- **Work request**:
Find the line with "-> every instance" in the records below. Copy it and every line after it, up to and including the line with "21 185 L 56".

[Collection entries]
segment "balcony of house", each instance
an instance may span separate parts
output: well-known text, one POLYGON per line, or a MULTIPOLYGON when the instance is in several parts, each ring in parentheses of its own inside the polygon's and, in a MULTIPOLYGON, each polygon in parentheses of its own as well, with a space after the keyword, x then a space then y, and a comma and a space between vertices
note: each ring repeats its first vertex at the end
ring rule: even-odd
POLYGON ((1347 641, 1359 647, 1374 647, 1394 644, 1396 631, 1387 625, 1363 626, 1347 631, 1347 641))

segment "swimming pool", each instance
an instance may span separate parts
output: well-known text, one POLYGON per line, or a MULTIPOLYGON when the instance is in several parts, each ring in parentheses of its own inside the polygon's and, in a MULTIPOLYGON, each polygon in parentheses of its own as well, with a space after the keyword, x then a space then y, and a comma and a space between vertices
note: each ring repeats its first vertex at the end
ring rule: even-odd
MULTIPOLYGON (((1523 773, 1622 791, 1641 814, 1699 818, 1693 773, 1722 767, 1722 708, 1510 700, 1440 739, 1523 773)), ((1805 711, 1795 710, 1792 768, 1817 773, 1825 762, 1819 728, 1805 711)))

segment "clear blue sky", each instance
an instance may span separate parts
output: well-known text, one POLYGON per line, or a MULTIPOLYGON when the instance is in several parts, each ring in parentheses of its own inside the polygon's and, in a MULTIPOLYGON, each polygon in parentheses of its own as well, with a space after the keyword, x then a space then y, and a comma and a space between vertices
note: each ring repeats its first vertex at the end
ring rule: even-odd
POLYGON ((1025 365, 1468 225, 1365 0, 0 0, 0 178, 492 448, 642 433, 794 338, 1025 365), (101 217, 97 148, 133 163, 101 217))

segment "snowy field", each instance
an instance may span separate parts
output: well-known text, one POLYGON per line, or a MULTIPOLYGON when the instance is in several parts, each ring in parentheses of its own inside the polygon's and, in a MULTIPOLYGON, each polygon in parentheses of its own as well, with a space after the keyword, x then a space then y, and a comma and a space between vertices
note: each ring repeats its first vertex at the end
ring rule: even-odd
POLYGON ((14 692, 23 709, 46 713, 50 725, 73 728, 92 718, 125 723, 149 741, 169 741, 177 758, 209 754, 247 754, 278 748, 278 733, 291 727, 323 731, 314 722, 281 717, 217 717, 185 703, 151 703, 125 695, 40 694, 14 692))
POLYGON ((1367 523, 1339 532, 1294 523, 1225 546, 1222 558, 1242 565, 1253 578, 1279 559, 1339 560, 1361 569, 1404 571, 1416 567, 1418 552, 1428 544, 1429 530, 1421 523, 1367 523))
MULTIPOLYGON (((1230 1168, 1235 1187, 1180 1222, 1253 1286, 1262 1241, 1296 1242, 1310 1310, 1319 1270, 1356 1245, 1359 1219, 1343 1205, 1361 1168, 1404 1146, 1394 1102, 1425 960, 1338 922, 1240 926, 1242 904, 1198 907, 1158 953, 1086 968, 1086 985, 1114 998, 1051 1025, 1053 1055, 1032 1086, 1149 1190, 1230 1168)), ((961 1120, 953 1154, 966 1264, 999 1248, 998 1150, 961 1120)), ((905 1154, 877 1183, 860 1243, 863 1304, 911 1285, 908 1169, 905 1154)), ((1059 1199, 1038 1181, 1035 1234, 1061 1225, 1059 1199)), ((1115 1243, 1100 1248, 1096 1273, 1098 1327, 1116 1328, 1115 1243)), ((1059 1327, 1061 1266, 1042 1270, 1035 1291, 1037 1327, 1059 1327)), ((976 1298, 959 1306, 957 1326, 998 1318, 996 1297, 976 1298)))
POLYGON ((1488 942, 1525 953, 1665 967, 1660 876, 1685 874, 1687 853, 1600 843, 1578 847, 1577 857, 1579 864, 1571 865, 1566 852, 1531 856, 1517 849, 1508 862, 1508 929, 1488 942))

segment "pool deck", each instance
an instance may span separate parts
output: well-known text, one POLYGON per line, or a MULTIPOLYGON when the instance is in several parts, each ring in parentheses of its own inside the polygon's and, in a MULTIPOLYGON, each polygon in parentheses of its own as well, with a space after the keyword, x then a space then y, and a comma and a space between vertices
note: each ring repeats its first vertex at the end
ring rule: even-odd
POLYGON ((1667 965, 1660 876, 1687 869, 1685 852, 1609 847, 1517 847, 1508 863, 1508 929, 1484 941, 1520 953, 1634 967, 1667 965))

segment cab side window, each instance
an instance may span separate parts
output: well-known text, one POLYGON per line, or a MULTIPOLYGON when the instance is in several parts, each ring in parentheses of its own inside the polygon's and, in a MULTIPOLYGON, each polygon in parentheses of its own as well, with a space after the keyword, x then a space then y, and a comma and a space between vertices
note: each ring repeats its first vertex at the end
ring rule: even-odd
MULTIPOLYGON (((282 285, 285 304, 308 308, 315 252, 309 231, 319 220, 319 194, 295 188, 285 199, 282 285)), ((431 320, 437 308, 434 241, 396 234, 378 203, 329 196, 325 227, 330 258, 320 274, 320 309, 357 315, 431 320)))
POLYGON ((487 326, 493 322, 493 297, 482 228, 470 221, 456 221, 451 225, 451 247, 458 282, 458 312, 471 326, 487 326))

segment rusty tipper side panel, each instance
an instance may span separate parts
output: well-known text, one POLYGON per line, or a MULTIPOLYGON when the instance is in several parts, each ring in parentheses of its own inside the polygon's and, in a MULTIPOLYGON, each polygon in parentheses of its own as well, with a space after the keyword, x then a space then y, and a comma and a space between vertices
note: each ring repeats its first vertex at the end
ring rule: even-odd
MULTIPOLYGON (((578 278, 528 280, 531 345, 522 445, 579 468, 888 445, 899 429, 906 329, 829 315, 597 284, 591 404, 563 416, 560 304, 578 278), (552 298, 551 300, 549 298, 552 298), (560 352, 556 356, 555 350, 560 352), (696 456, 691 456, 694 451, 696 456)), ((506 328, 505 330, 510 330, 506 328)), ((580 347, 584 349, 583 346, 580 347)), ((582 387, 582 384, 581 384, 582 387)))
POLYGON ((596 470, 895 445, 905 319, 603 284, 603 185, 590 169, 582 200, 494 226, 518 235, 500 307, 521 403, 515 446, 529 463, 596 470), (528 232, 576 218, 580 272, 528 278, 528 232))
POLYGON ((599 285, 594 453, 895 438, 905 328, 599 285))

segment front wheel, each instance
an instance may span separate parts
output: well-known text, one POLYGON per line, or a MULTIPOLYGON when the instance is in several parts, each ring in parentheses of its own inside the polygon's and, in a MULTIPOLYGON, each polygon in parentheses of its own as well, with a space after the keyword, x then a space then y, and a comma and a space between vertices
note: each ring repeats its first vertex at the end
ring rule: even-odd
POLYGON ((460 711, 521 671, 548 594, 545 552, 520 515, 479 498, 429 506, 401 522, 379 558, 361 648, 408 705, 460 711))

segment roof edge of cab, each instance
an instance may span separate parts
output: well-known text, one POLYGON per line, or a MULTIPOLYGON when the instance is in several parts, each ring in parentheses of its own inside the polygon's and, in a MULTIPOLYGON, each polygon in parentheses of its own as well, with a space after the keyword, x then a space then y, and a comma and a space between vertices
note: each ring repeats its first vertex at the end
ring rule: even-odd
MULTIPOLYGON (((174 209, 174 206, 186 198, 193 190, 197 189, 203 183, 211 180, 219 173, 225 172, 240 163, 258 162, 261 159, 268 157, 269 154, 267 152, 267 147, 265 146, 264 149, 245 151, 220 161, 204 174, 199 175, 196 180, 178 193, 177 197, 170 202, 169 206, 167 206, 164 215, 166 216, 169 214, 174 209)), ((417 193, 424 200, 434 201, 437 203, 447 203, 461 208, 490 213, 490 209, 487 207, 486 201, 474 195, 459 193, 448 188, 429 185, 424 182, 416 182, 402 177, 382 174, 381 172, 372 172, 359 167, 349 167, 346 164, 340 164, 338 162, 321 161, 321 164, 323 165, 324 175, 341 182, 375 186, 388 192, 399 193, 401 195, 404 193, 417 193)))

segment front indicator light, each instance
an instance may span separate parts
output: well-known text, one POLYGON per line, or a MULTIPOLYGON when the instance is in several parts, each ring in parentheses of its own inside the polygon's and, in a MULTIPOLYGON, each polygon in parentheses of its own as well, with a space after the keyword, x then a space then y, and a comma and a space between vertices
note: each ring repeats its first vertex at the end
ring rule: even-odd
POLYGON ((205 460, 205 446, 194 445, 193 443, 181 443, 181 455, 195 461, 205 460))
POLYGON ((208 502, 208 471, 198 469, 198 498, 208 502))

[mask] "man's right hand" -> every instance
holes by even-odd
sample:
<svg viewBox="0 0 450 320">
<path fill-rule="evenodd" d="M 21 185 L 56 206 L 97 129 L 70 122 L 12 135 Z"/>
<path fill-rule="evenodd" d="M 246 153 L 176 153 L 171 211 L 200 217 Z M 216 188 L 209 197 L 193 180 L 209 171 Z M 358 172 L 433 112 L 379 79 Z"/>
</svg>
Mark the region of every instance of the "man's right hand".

- **Written response**:
[mask] "man's right hand" -> every instance
holes by even-odd
sample:
<svg viewBox="0 0 450 320">
<path fill-rule="evenodd" d="M 21 185 L 56 206 L 97 129 L 70 122 L 12 135 Z"/>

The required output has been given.